Required action: Set down, please, without alteration, the lines of the entries below from the first through the one containing "Each pair is".

Input:

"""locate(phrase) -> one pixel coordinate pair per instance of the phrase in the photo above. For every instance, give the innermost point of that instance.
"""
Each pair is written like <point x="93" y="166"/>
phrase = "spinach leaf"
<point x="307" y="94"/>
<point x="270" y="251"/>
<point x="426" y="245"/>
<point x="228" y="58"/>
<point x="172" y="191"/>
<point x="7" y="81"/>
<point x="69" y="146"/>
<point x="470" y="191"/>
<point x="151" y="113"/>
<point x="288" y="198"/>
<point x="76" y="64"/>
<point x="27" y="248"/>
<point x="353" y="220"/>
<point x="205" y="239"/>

Solved problem:
"""locate(phrase) -> one pixel coordinate pair per instance of the phrase in the photo above. For every instance, give the innermost point of that instance.
"""
Each pair is written like <point x="93" y="166"/>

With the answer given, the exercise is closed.